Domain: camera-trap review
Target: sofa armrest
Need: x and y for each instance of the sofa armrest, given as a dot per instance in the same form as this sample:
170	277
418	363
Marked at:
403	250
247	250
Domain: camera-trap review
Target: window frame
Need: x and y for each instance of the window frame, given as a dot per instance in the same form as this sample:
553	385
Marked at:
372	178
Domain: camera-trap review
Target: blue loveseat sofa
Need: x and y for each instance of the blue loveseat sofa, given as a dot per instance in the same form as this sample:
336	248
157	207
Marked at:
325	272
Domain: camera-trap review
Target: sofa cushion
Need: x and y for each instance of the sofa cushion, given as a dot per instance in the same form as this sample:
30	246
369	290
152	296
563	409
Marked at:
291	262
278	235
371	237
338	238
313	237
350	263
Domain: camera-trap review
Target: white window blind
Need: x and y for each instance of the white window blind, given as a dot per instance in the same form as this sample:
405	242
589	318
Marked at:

——————

_Task to complete_
Rewrite all of the material above, changing every "Marked at" to "Located at" and leaving everything else as it is.

_Response to the task_
Domain: camera-trap review
Target: sofa armrest
Need: x and y for each instance of the sofa armrest, given as a dot per instance in the same form as this sample:
170	277
418	363
Located at:
403	250
247	250
Domain: camera-trap review
Target: window frame
Need: x and y for each instance of the window frame, given as a dot per instance in the same form as this sample:
553	385
Located at:
372	178
Domain: camera-trap review
Target: blue loveseat sofa
Need: x and y for each instance of the blue loveseat sofa, given as a dot per instance in the same form as this sample:
336	248
157	207
Located at:
325	272
Domain: camera-trap review
Target: sofa cushion
Need: x and y for each instance of the sofa cushion, given as a dot per instance in the same form as this sample:
30	246
369	290
152	296
563	409
Located at:
291	262
278	235
371	237
338	238
313	237
350	263
Domain: camera-trap review
Target: white window blind
Need: x and y for each instance of the white window blind, given as a dot per instance in the same form as this sample:
405	242
589	318
Located at:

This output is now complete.